WHAT THE TASK REQUIRES: All entries must be given again exactly as written.

[Saved entries]
== Segment start ==
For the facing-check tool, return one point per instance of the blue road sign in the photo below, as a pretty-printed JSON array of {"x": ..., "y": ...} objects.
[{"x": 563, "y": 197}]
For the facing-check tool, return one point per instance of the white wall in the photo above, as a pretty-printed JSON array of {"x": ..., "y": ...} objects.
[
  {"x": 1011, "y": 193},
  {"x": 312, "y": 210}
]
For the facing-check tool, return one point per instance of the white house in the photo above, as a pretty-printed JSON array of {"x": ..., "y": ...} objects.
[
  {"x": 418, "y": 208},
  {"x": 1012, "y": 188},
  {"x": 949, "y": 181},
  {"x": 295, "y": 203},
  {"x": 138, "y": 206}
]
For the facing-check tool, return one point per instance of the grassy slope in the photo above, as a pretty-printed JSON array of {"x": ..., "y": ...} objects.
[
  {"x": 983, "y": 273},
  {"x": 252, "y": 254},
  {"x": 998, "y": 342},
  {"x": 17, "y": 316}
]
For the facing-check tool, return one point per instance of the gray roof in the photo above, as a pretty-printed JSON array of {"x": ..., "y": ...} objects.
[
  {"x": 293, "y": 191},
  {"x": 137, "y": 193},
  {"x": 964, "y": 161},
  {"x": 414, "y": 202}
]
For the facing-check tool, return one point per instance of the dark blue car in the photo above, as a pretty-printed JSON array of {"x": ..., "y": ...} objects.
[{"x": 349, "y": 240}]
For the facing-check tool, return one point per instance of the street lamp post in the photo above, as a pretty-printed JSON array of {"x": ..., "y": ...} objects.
== Segment end ==
YOUR RESPONSE:
For the facing-check tool, return one point per instance of the blue road sign in the photo below, as a pretty-printed JSON array of {"x": ..., "y": ...} objects.
[{"x": 563, "y": 197}]
For the facing-check tool, return one point per instance of the white wall in the photo above, as a pretty-printed JSON array of {"x": ..., "y": ...} objects.
[
  {"x": 1011, "y": 193},
  {"x": 312, "y": 210}
]
For the facing-check tool, return one point per instance of the white house in the photo above, as a pretty-printed JSON array of {"x": ..., "y": ...} objects.
[
  {"x": 418, "y": 208},
  {"x": 1012, "y": 188},
  {"x": 949, "y": 181},
  {"x": 295, "y": 203},
  {"x": 138, "y": 206}
]
For the facing-check tool, return one point per instance of the grassy slope in the photo above, as a pretty-printed JSON array of {"x": ..., "y": ...} objects.
[
  {"x": 983, "y": 273},
  {"x": 252, "y": 254},
  {"x": 998, "y": 342},
  {"x": 17, "y": 316}
]
For the facing-check tool, return one point per instance of the gray roof in the photo above, as a pretty-printed JSON array of {"x": ..., "y": ...} objects.
[
  {"x": 293, "y": 191},
  {"x": 137, "y": 193},
  {"x": 964, "y": 161},
  {"x": 414, "y": 202}
]
For the facing-check tool, return one point per instance of the dark blue car in the photo above, as a pretty-printed JSON array of {"x": ..., "y": ...} objects.
[{"x": 349, "y": 240}]
For the facing-check tool, return one point per instance of the street lamp post in the photo above, as a pretty-printed JSON array of {"x": ..., "y": ...} objects.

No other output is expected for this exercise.